Your Mood: The Key to How You Really Are in the World
To be sure, we are always in a mood. In fact, you cannot be alive and not be in a mood of some kind. Where do “moods” come from and what are they? Do we pick and choose our moods? Can we force our mood to change? How does mood shape how a person moves through the world?
Mood Before Thought
You could say that I, as a Life Moods Coach, have a bias toward seeing mood as a dominant factor in how individuals behave and make decisions.
This bias is not widely shared around the world, but there are researchers who have spent some time exploring the concept of mood as a central controlling factor in life – music to my ears! In fact, they see mood like the tuning of a string instrument, such as a guitar or cello.
In this metaphor, a child is like a guitar with many strings and multiple sound combinations. The tuning of the instrument is how the child tunes into the world. The child is a constantly vibrating, living organism, so a mood is always present, and since each individual has many strings, many moods can emerge.
=-=-=-=-=
* Challenge
Please quote the passage on mood above in full, word for word.
=-=-=-=-=
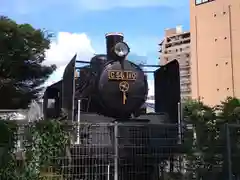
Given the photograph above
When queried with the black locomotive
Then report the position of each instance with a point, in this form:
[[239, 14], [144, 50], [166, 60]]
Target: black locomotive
[[111, 88], [110, 85]]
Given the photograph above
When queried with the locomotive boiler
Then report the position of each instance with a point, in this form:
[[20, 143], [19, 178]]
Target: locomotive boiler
[[110, 85], [112, 88]]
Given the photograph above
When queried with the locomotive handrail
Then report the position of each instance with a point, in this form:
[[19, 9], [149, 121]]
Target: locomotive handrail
[[84, 62], [149, 65]]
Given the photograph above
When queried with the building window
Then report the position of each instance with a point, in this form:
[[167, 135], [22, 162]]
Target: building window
[[202, 1]]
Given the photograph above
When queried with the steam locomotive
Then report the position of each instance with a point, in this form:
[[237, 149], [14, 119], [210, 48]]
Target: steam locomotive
=-=-=-=-=
* Written answer
Your Mood: The Key to How You Really Are in the World
To be sure, we are always in a mood. In fact, you cannot be alive and not be in a mood of some kind. Where do “moods” come from and what are they? Do we pick and choose our moods? Can we force our mood to change? How does mood shape how a person moves through the world?
Mood Before Thought
You could say that I, as a Life Moods Coach, have a bias toward seeing mood as a dominant factor in how individuals behave and make decisions.
This bias is not widely shared around the world, but there are researchers who have spent some time exploring the concept of mood as a central controlling factor in life – music to my ears! In fact, they see mood like the tuning of a string instrument, such as a guitar or cello.
In this metaphor, a child is like a guitar with many strings and multiple sound combinations. The tuning of the instrument is how the child tunes into the world. The child is a constantly vibrating, living organism, so a mood is always present, and since each individual has many strings, many moods can emerge.